--- EXTRAIT DU TEXTE ---
Et l’Église affirme alors : ces traditions — bouddhisme, hindouisme, islam, autres encore — peuvent contenir des reflets du divin, des tremblements de grâce, des semences du Verbe.


Dans Lumen Gentium, c’est encore plus clair. Le Concile dit :

« Ceux qui, sans faute de leur part, ignorent l’Évangile du Christ et son Église, mais cherchent Dieu d’un cœur sincère et s’efforcent, sous l’influence de la grâce, d’accomplir sa volonté connue par la voix de leur conscience, peuvent parvenir au salut éternel. »(Lumen Gentium, §16)

Sous l’influence de la grâce. Pas tout seul. Pas par leurs propres forces. Mais par un Dieu discret, qui ne force pas, mais qui attire. Un Dieu qui sait faire avec le peu. Qui sait toucher les cœurs même quand ses messagers ont mal parlé, ou pas parlé du tout.


Et il faut le dire, sans détour :Combien de cœurs se sont vus fermer les portes de l’Église, non pas par rejet du Christ, mais à cause des chrétiens eux-mêmes ? Combien ont été scandalisés par l’orgueil, l’hypocrisie, les abus ? Combien ont fui, non la foi, mais le visage défiguré qu’on leur en a donné ?


Et Dieu, dans tout cela, n’a pas changé de projet.


Il n’a pas dit : tant pis pour eux. Il n’a pas dit : c’est l’Église ou l’enfer.


Il a continué à parler. A frapper. A passer.



V. L’Orient, le silence, et les pas de Dieu


On peut bien sûr tout rejeter. Tout ranger dans la case “idolâtrie”, fermer le couvercle et ne plus y toucher. Mais alors…il faut aussi croire que Dieu a oublié la moitié du monde pendant deux mille ans. Qu’il n’a rien semé dans l’Inde, rien soufflé en Asie, rien éveillé dans les consciences de ceux qui, pourtant, l’ont cherché de toute leur âme.


Est-ce crédible ? Est-ce cohérent avec ce Dieu qui veut que « tous les hommes soient sauvés » ? Est-ce fidèle à Celui qui est venu chercher ce qui était perdu, non ce qui était déjà dans les clous ?


Il y a, dans certaines traditions orientales, des paroles qu’on ne peut pas balayer d’un revers de main.


Des prières nues. Des appels à la compassion. Des chemins de détachement, des intuitions profondes sur la souffrance, le désir, l’éveil. Et surtout : du silence.


Un silence qui ressemble parfois à celui de Dieu. Un silence qui, sans dire son nom, l’appelle quand même.


Jean-Yves Leloup, qui a longuement médité sur la prière du Nom dans l’hésychasme orthodoxe, le dit avec sobriété :

« L’invocation du Nom n’est pas propre au christianisme. On la retrouve dans les trois grandes traditions spirituelles de l’humanité : dans le soufisme, le mantra yoga, le zen. Mais dans l’Invocation du Nom de Jésus, c’est un Nom vivant, un Nom qui s’est fait chair, que l’on invoque. »(Écrits sur l’hésychasme, chap. 7)

Ce n’est donc pas le même Nom. Mais c’est souvent la même soif. Et cette soif, Dieu ne la méprise pas. Il l’éclaire.
---
- [CONSIGNE 1]: Recopiez fidèlement le passage du texte sur l'Église et les autres traditions, de « V. L’Orient, le » à « surtout : du silence. ».
- [CONSIGNE 2]: Résumez en une seule phrase le paragraphe du texte sur l'Église et les autres traditions qui commence par « On peut bien sûr tout rejeter », en conservant ses idées principales.
- [CONSIGNE 3]: D'après la citation de Jean-Yves Leloup reproduite dans le texte sur l'Église et les autres traditions, dans quelles traditions retrouve-t-on l'invocation du Nom ?
--- EXTRAIT DE DONNÉES ---
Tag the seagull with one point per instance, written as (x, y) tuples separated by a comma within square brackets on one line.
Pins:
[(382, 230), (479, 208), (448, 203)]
---
- [CORRIGÉ 1]:
V. L’Orient, le silence, et les pas de Dieu


On peut bien sûr tout rejeter. Tout ranger dans la case “idolâtrie”, fermer le couvercle et ne plus y toucher. Mais alors…il faut aussi croire que Dieu a oublié la moitié du monde pendant deux mille ans. Qu’il n’a rien semé dans l’Inde, rien soufflé en Asie, rien éveillé dans les consciences de ceux qui, pourtant, l’ont cherché de toute leur âme.


Est-ce crédible ? Est-ce cohérent avec ce Dieu qui veut que « tous les hommes soient sauvés » ? Est-ce fidèle à Celui qui est venu chercher ce qui était perdu, non ce qui était déjà dans les clous ?


Il y a, dans certaines traditions orientales, des paroles qu’on ne peut pas balayer d’un revers de main.


Des prières nues. Des appels à la compassion. Des chemins de détachement, des intuitions profondes sur la souffrance, le désir, l’éveil. Et surtout : du silence.

- [CORRIGÉ 2]: Rejeter tout cela comme de l'idolâtrie obligerait à croire que Dieu a oublié la moitié du monde pendant deux mille ans, sans rien semer en Inde, rien souffler en Asie ni rien éveiller chez ceux qui l'ont cherché de toute leur âme.

- [CORRIGÉ 3]: On la retrouve dans le soufisme, le mantra yoga et le zen.